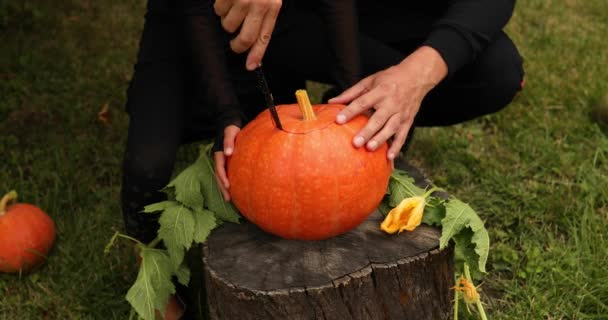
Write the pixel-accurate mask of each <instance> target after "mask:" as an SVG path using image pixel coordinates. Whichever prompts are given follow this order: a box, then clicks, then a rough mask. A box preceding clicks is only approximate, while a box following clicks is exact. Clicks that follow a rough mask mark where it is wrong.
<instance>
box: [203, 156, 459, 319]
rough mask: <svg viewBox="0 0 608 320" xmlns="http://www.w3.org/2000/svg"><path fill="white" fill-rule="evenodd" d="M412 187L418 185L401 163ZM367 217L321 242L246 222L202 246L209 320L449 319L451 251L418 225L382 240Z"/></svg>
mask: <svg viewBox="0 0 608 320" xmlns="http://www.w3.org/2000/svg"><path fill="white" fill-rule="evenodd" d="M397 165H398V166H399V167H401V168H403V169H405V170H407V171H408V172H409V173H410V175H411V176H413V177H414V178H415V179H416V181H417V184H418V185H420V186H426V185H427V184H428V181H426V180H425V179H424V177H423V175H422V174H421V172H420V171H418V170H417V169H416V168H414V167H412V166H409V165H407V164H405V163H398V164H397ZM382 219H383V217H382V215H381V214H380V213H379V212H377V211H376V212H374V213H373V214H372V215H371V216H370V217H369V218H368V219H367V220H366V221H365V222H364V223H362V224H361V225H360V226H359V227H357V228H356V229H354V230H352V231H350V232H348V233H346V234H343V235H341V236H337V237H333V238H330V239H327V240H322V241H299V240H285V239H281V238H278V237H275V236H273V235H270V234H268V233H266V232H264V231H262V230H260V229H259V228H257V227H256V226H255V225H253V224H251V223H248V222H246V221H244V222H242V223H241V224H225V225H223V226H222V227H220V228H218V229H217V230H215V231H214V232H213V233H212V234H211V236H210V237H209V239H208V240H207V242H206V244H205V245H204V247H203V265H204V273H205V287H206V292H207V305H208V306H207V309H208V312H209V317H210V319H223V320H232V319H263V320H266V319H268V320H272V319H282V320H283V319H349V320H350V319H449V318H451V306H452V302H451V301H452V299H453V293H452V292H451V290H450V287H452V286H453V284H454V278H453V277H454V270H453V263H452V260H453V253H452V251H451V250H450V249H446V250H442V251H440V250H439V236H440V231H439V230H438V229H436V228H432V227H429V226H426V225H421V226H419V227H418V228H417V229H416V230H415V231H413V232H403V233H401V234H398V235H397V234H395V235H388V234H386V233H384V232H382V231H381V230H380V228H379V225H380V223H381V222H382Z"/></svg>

...

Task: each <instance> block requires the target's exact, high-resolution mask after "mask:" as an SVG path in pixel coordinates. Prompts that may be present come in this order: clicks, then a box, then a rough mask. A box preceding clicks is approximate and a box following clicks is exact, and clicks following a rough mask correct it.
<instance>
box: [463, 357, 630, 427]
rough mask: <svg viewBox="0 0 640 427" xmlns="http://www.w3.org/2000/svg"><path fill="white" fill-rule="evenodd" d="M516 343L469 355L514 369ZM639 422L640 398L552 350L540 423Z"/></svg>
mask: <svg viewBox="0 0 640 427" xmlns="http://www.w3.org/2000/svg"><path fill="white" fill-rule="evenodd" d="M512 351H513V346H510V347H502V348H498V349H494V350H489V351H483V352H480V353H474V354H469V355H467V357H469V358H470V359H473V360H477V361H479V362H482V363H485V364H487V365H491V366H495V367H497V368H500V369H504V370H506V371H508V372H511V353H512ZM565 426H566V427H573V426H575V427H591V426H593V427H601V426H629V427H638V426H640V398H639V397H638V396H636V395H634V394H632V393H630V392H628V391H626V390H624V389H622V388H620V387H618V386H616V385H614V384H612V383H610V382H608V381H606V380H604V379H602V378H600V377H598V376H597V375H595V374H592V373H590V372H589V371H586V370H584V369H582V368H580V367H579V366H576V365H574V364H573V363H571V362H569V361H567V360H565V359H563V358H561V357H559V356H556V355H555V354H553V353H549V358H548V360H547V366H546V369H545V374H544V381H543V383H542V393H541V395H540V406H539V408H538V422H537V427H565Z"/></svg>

---

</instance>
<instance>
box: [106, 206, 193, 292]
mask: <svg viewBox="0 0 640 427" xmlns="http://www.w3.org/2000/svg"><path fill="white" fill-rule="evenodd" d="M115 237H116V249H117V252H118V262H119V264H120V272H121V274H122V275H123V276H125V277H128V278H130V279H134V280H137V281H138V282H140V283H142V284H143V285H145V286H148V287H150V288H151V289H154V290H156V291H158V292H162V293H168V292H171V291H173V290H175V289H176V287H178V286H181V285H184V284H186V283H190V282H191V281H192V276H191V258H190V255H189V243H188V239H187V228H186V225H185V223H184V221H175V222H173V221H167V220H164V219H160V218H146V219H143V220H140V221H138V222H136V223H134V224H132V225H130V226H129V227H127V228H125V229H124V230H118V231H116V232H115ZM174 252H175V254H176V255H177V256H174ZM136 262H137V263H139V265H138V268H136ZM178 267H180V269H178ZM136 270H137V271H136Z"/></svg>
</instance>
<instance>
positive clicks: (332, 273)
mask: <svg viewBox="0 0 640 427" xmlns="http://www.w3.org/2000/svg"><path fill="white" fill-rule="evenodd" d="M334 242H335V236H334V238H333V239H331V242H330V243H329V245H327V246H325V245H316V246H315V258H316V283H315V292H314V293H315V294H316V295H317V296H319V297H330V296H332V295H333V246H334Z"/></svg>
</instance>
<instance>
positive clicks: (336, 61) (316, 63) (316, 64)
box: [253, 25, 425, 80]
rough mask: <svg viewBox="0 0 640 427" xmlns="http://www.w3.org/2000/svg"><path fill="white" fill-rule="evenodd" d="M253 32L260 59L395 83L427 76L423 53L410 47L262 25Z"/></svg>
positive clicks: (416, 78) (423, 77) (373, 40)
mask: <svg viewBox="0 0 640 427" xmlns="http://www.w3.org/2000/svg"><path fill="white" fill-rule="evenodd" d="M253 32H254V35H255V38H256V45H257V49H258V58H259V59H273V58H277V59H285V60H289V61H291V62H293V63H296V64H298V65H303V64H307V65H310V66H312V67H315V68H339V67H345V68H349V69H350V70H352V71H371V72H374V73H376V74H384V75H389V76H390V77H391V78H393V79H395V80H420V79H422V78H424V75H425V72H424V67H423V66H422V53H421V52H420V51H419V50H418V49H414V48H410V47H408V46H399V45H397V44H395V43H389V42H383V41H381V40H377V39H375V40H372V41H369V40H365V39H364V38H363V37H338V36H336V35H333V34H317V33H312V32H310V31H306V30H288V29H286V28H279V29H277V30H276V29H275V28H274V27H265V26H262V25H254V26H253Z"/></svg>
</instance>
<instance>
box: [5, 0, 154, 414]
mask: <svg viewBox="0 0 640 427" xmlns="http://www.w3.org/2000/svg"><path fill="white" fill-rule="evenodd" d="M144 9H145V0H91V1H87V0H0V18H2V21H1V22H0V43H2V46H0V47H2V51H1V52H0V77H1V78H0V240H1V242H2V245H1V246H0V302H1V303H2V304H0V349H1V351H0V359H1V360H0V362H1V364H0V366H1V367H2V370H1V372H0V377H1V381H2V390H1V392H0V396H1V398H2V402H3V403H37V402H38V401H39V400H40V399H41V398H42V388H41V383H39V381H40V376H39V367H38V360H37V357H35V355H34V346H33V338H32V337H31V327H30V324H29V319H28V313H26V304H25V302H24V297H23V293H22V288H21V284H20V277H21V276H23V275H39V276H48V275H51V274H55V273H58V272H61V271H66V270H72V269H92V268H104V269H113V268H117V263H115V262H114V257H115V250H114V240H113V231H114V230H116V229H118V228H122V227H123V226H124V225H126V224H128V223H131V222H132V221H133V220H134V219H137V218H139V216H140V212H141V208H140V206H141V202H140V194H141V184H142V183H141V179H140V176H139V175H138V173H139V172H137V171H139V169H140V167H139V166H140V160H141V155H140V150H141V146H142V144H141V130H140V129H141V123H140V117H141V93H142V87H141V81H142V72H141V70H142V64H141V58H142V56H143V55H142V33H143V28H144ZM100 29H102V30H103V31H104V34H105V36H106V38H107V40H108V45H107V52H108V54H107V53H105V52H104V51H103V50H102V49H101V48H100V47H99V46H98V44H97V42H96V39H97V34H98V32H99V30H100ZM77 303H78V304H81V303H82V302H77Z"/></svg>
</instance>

• Exercise directions:
Would you copy out exactly the lines above that start at the one containing "positive clicks: (332, 273)" and end at the one containing "positive clicks: (336, 61)", inclusive?

• Response to the task:
positive clicks: (332, 273)
mask: <svg viewBox="0 0 640 427" xmlns="http://www.w3.org/2000/svg"><path fill="white" fill-rule="evenodd" d="M334 242H335V236H334V238H333V239H331V242H330V243H329V245H327V246H325V245H316V246H315V258H316V283H315V292H314V293H315V294H316V295H317V296H319V297H330V296H332V295H333V246H334Z"/></svg>
</instance>
<instance>
positive clicks: (336, 61) (316, 63) (316, 64)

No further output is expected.